::: INPUT FOR THIS TASK :::
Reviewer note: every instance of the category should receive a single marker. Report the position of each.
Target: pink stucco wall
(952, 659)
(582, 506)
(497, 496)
:::
→ **PROBLEM DESCRIPTION**
Set down the listing in full, keeping every word exactly as it is.

→ **RESULT FOR THIS TASK**
Reviewer note: every instance of the category should receive a single marker. Report the position of each.
Target: pink stucco wall
(952, 659)
(582, 506)
(497, 496)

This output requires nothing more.